## ASSIGNED TASK
May I have the line containing "Box the helmet." and every line after it through the end of the data, repeated exactly and with no other lines?

== DATASET EXTRACT

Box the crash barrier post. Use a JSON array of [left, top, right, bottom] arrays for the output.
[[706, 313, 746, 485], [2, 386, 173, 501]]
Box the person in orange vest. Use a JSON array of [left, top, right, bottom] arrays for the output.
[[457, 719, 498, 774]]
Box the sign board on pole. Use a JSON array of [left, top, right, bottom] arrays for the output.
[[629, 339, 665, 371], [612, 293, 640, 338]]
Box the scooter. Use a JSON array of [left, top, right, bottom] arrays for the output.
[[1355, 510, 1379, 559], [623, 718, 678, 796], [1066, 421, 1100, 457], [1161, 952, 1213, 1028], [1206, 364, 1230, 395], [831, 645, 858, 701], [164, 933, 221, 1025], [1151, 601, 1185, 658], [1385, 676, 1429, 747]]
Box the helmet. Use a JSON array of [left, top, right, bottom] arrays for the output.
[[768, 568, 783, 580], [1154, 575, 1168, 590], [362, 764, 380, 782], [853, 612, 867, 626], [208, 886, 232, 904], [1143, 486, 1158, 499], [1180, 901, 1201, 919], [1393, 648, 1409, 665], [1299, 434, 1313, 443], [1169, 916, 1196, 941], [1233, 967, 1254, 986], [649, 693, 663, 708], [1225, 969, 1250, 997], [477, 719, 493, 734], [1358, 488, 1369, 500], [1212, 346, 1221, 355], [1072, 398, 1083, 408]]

====

## EXERCISE RESPONSE
Box the helmet. Use a JSON array of [left, top, right, bottom] arrays for the output.
[[768, 568, 783, 580], [1154, 575, 1168, 590], [362, 764, 380, 782], [853, 612, 867, 626], [208, 886, 232, 904], [1143, 486, 1158, 499], [1180, 901, 1201, 919], [1393, 648, 1409, 665], [1299, 434, 1313, 443], [1169, 916, 1196, 941], [1233, 967, 1254, 986], [649, 693, 663, 708], [1225, 969, 1250, 997], [477, 719, 493, 734], [1358, 488, 1369, 500], [1212, 346, 1221, 355], [1072, 398, 1083, 408]]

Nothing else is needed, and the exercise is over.